Exercise task
Please render the lines below as a Markdown table with the columns Row and Text, giving each line its row number and skipping blank lines. Leave the pictures out of the table.

Dataset records
....................
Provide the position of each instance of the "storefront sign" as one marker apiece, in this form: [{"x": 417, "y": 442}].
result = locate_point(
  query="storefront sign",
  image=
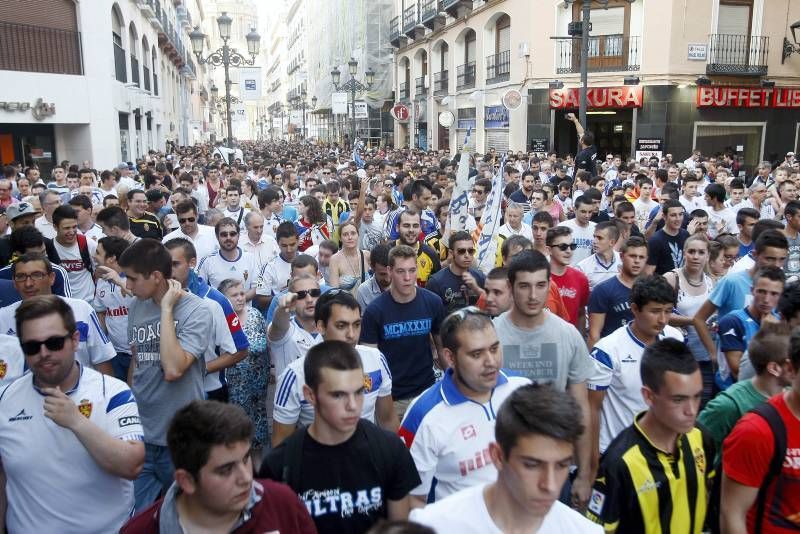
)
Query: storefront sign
....................
Reply
| Row | Text |
|---|---|
| 1 | Provide the position of each instance of the "storefront sign" as one marker apiece, in this form: [{"x": 417, "y": 442}]. |
| 2 | result = locate_point( |
| 3 |   query="storefront sign", |
| 4 |   image= |
| 5 | ) |
| 6 | Query: storefront sign |